→ What to work on: In the reply, include exactly the lines of the entries below from the first to the line with "153 291 L 193", that line included.

Segment Start: Data records

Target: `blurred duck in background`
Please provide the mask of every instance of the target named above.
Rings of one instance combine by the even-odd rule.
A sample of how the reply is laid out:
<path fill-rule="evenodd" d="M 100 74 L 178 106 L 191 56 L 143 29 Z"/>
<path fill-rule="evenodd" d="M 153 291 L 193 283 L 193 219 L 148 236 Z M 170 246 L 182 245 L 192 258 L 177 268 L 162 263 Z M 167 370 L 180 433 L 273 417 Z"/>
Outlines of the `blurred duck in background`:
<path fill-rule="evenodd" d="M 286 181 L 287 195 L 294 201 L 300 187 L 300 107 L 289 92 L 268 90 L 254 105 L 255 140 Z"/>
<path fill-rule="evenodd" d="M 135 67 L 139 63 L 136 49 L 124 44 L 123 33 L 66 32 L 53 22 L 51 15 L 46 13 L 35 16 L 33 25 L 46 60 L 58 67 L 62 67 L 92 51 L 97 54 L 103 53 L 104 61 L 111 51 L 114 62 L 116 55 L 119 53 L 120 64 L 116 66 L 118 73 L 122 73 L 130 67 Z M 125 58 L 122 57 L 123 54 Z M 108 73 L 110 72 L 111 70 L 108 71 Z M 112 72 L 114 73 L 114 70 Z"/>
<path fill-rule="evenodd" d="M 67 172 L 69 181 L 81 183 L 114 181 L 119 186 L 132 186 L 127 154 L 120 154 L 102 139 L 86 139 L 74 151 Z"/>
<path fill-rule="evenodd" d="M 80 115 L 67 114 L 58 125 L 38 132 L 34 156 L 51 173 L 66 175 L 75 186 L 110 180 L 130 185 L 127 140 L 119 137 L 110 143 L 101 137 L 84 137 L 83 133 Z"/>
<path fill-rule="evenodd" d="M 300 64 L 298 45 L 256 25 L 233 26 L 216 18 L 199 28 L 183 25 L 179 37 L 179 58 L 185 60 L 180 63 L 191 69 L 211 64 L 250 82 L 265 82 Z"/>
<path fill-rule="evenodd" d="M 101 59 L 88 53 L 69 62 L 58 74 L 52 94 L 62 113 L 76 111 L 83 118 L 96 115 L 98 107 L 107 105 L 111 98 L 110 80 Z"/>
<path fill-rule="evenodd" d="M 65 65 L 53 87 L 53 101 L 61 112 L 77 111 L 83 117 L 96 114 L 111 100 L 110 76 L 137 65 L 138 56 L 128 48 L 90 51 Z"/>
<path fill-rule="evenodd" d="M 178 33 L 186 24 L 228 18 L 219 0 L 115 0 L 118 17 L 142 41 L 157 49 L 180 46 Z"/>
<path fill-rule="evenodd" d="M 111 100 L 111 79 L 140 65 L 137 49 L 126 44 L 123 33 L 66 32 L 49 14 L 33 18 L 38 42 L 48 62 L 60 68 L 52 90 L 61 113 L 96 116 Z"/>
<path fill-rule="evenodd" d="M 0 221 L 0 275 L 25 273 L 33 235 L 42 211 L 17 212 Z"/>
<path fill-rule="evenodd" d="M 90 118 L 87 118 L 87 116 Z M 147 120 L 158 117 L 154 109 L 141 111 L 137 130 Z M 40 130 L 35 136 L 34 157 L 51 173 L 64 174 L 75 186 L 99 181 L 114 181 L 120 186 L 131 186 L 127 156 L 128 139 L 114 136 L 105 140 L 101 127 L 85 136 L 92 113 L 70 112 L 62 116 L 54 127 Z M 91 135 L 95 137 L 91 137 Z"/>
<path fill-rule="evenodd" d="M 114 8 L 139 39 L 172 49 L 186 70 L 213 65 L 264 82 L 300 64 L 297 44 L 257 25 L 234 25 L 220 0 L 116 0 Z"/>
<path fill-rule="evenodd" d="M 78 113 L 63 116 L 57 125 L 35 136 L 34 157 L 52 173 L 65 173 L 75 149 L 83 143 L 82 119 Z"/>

Segment End: Data records

→ Result of the exercise:
Target: `blurred duck in background`
Please provide the mask of every instance of the target named above.
Rings of one instance combine by the even-odd rule.
A sample of how the reply is laid out:
<path fill-rule="evenodd" d="M 100 74 L 178 106 L 191 56 L 143 29 Z"/>
<path fill-rule="evenodd" d="M 153 291 L 193 283 L 193 219 L 148 236 Z M 170 246 L 182 245 L 192 258 L 177 268 L 162 263 Z M 167 370 L 180 433 L 273 417 Z"/>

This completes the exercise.